Extract every line in the entries below that contains the word "target", copying each such line in full.

**RECORDS TO USE**:
____________________

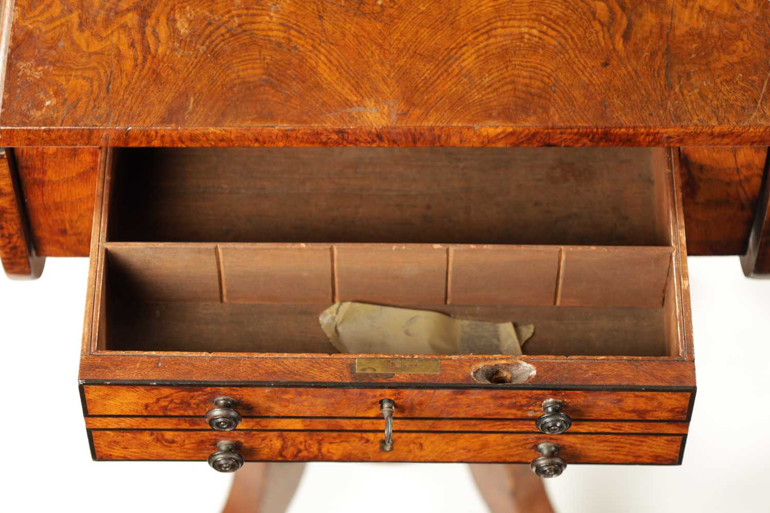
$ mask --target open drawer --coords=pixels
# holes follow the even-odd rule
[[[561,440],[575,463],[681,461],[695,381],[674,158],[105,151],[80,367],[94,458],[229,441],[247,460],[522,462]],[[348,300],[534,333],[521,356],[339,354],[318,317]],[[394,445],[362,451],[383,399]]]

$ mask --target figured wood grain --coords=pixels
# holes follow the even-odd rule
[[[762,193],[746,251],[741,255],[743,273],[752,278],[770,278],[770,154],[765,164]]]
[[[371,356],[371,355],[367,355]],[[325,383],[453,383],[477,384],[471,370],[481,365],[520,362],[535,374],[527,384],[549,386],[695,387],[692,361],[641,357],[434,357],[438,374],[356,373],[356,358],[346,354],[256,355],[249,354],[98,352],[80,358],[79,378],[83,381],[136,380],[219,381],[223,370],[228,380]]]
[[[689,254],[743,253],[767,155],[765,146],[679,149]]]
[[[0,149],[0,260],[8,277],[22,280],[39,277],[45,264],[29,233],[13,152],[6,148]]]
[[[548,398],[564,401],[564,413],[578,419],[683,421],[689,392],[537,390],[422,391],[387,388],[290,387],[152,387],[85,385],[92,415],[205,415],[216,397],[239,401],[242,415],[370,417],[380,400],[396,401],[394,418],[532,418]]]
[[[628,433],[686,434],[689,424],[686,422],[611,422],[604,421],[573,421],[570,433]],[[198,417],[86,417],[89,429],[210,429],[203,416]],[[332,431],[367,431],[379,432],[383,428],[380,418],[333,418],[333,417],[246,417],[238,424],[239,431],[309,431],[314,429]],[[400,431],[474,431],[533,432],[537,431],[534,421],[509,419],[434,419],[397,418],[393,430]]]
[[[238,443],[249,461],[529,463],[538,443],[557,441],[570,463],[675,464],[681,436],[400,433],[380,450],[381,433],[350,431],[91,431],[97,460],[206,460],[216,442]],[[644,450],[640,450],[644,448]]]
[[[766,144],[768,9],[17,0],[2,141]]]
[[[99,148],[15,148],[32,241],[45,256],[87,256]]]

____________________

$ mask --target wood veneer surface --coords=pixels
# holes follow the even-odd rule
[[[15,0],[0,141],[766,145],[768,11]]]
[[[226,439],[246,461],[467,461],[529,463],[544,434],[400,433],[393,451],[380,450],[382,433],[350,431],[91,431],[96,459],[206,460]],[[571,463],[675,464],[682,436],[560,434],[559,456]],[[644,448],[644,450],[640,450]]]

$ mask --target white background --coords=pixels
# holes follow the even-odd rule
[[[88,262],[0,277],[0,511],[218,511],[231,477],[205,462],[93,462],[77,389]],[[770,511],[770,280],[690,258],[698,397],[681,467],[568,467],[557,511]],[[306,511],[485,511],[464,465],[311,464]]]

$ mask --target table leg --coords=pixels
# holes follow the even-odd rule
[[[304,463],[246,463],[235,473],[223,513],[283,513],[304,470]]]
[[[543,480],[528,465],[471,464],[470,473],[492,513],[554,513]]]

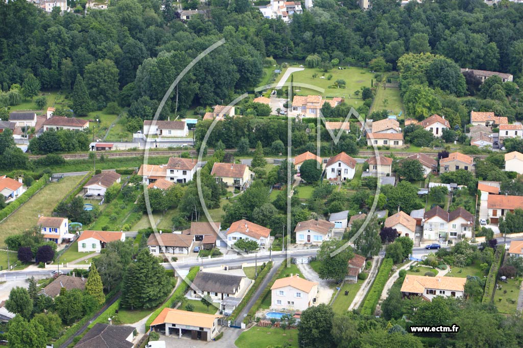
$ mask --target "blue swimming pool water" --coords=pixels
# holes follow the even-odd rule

____________________

**COMPLETE RESPONSE**:
$ mask --target open drawer --coords=pixels
$ mask --target figured wood grain --coords=pixels
$ mask --target wood veneer surface --coords=pixels
$ mask --target white background --coords=pixels
$ mask --target table leg --coords=pixels
$ mask --target "blue swimming pool water" --coords=pixels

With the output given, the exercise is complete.